* **Set task**: Count the lines of the material that contain the string "larch", treating uppercase and lowercase as different. Give only the number.

(Excerpts from annotation records)
★ ★ ★ ★ ★ ★ ★
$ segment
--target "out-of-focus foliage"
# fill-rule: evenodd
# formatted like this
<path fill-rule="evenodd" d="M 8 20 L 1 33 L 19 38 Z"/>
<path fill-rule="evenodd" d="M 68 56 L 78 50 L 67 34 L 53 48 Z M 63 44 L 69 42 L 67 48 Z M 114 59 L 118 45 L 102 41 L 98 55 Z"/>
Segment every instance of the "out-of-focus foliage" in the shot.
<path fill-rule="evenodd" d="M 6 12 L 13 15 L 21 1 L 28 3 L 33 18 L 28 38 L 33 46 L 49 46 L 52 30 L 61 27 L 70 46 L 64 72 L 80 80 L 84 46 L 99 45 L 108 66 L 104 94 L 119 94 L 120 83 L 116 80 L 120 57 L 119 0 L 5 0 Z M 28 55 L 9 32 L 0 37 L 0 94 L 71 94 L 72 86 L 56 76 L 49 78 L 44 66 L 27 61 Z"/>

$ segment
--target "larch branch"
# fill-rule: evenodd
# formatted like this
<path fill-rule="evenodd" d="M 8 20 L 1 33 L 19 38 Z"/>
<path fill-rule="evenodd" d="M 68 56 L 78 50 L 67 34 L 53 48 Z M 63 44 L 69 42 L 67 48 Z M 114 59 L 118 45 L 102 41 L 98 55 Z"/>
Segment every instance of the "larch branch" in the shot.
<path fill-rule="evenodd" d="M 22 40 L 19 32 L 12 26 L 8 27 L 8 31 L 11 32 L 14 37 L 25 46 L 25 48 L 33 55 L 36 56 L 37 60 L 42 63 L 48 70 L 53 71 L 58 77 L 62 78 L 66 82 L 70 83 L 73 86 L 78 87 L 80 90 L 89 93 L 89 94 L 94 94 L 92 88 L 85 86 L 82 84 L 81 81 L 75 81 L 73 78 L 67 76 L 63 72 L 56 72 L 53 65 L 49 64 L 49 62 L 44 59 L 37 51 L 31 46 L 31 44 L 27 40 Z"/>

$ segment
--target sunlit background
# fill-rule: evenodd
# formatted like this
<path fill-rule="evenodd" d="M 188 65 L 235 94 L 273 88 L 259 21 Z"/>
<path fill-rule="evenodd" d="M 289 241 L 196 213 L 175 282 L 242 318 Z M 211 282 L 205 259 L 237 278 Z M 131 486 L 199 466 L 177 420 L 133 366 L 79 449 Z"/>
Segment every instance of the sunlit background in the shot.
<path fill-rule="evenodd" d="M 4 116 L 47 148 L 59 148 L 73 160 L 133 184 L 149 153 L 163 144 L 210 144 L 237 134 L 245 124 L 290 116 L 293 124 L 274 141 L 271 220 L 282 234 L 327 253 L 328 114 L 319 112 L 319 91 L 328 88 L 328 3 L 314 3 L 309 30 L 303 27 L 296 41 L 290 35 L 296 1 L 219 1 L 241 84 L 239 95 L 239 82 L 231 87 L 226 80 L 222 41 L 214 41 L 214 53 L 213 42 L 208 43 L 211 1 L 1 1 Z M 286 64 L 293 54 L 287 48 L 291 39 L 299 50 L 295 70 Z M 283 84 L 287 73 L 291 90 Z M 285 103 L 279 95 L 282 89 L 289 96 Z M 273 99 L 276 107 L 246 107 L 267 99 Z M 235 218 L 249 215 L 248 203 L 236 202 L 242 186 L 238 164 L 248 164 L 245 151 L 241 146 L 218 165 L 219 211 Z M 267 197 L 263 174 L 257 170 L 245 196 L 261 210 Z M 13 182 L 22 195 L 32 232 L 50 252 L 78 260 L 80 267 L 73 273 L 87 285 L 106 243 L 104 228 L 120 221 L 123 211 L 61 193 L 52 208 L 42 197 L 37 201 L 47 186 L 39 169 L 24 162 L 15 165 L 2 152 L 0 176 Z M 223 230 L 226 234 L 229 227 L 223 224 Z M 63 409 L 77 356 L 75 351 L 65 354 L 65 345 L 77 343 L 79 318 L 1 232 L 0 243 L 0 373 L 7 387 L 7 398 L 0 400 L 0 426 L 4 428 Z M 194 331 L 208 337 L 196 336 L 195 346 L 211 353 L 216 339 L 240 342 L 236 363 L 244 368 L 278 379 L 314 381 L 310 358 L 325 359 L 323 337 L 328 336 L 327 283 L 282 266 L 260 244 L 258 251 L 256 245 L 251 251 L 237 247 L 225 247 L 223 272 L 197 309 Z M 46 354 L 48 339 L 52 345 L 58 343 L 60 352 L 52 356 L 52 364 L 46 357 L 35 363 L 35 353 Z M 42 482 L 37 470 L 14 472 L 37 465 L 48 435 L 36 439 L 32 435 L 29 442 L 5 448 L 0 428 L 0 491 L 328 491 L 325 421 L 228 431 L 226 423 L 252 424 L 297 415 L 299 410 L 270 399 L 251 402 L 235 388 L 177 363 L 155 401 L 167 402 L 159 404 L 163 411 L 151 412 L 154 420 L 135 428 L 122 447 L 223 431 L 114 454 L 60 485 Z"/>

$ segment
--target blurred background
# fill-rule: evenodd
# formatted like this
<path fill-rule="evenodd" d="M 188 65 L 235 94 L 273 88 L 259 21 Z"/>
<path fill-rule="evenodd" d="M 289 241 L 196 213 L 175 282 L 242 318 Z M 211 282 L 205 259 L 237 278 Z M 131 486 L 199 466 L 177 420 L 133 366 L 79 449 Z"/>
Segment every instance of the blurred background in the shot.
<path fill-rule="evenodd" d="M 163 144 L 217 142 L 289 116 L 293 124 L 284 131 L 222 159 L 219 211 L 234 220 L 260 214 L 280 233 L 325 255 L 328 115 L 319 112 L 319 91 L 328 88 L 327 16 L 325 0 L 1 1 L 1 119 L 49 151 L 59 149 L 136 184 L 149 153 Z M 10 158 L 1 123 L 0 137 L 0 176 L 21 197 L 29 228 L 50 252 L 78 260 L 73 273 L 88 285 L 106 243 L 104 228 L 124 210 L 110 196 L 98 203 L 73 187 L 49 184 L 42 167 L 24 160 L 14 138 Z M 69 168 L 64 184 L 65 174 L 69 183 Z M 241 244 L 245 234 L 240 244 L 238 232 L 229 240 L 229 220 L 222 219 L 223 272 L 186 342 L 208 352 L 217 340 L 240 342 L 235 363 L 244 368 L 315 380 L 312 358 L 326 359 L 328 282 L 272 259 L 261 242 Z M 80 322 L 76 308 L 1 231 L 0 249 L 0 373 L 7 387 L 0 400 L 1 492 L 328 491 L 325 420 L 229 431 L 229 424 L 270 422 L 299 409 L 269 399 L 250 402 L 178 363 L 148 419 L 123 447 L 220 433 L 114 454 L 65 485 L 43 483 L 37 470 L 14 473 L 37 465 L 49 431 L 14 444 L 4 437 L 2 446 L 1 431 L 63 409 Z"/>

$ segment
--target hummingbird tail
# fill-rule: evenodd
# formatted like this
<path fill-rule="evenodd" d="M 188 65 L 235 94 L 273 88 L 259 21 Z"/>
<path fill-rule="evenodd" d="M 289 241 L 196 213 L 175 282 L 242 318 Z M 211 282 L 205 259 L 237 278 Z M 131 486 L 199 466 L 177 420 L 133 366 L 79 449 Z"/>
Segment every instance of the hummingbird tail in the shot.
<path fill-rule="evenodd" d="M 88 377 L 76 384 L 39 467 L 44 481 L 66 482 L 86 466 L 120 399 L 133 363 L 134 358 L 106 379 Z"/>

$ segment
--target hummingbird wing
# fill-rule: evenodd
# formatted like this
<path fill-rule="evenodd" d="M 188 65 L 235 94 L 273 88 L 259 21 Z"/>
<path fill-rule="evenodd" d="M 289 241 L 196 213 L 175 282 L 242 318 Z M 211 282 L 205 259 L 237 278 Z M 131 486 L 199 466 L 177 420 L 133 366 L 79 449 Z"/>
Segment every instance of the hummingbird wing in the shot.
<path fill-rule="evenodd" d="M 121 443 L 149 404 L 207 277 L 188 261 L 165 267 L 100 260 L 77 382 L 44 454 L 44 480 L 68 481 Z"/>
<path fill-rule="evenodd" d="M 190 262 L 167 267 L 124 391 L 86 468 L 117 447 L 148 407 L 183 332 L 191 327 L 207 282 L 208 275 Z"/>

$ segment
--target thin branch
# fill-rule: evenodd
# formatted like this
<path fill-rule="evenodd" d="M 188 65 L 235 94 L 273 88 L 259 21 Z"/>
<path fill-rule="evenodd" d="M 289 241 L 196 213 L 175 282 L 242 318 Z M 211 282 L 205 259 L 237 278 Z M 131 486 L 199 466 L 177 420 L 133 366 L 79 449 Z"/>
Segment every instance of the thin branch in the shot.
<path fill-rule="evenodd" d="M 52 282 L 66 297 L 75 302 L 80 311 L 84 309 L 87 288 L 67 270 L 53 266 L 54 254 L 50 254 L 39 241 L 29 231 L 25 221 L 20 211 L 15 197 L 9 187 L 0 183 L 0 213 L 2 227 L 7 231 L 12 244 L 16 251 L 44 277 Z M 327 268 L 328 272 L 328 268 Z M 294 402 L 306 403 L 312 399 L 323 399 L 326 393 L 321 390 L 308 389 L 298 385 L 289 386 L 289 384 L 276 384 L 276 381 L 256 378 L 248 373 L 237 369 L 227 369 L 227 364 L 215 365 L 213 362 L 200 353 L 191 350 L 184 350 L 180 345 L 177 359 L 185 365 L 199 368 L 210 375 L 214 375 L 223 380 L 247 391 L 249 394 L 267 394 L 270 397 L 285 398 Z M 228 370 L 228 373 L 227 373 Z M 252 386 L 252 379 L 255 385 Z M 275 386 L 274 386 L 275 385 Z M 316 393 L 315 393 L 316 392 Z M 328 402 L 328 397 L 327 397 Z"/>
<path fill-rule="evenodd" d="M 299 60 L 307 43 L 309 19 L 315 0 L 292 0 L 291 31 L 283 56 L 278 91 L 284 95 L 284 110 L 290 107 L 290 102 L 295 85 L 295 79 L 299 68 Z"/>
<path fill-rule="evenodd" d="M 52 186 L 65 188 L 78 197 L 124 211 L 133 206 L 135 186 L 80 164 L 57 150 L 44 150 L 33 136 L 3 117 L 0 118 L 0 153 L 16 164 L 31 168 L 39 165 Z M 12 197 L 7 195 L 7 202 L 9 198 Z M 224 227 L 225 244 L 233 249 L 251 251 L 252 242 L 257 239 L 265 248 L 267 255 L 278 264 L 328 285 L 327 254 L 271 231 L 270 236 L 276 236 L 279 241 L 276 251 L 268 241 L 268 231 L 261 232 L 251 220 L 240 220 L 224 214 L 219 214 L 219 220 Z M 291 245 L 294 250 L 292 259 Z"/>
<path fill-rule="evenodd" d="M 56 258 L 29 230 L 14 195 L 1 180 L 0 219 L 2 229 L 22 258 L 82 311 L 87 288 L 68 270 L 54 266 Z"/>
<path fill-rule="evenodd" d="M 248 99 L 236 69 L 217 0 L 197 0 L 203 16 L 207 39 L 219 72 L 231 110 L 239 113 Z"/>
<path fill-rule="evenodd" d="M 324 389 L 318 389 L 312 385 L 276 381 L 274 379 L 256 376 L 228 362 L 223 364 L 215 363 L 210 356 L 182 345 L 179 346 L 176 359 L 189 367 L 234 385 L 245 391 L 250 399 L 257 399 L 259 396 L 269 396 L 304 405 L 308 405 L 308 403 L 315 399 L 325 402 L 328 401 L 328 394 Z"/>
★ ★ ★ ★ ★ ★ ★
* **Task output**: 2